From the first line to the last, reproduce the data exactly.

(Beginning of Excerpted data)

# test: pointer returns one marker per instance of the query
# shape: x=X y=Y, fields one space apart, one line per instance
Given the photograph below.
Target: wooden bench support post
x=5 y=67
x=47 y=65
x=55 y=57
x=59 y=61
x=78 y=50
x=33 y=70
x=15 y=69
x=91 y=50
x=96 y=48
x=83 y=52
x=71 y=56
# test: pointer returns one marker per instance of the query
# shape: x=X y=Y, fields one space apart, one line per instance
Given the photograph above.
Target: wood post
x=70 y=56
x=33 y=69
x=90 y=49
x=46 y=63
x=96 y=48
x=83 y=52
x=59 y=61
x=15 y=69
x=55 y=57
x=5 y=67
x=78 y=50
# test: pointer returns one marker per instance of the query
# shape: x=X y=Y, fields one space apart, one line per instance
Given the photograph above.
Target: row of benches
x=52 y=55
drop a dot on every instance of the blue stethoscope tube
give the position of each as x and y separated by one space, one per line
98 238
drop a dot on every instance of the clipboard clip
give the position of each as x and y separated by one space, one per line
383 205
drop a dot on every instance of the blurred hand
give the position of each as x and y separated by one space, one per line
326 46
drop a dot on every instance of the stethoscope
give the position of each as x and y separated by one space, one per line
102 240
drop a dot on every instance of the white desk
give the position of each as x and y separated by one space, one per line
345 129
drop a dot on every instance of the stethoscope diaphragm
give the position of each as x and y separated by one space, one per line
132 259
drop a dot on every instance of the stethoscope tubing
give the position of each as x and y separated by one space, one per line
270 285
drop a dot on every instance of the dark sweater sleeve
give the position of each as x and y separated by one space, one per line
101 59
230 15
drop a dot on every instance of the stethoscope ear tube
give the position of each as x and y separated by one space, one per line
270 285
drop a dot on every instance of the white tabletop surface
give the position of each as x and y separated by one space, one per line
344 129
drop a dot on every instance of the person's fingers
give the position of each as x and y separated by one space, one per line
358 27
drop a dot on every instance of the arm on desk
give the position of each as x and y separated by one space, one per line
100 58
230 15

(End of Excerpted data)

Answer to the problem:
# test: pointer returns one marker per instance of the query
# shape: x=X y=Y, fields one space apart, one line per instance
Given the photograph below.
Target: wooden bench support post
x=5 y=67
x=47 y=65
x=55 y=57
x=59 y=61
x=78 y=50
x=33 y=70
x=15 y=69
x=91 y=50
x=96 y=48
x=83 y=52
x=71 y=56
# test: pointer returns one marker per instance of the query
# shape: x=X y=Y, fields one space apart, one line per instance
Given the photograph above.
Target: wood post
x=70 y=56
x=33 y=69
x=90 y=49
x=46 y=63
x=96 y=48
x=83 y=52
x=59 y=61
x=15 y=69
x=55 y=57
x=5 y=67
x=78 y=50
# test: pointer returns one marker per instance of the query
# shape: x=X y=Y, fields one space apart, one line per instance
Given the photograph above.
Target: row of benches
x=52 y=55
drop a dot on every instance of the blue stethoscope tube
give the position of each as x and y separated by one space, one per line
98 238
drop a dot on every instance of the clipboard clip
give the position of each as x and y separated by one space, one per line
383 205
drop a dot on every instance of the blurred hand
give the position of each as x and y separated by one space, one per line
326 46
drop a dot on every instance of the stethoscope
give the position of each as x and y separated by one space, one per line
102 240
drop a dot on every instance of the white desk
give the position of each as x and y separated by one space, one per line
345 129
drop a dot on every instance of the stethoscope diaphragm
give the position of each as x and y separated by one space, one per line
132 259
drop a dot on every instance of the stethoscope tubing
give the position of each as x and y separated by one space, one per line
270 285
drop a dot on every instance of the dark sweater sleeve
give the position of each as x and y separated by one space, one per line
101 59
230 15
drop a dot on every instance of the stethoscope ear tube
give the position of each as x and y separated by one space, one per line
270 285
drop a dot on every instance of the white tabletop surface
give the position of each as x and y separated by one space, one per line
344 129
drop a dot on every instance of the person's fingers
give the position of each as x and y separated by one space, one per line
358 27
drop a dot on every instance of the arm on desk
give the position of each as x and y separated by one space, one per line
100 58
230 15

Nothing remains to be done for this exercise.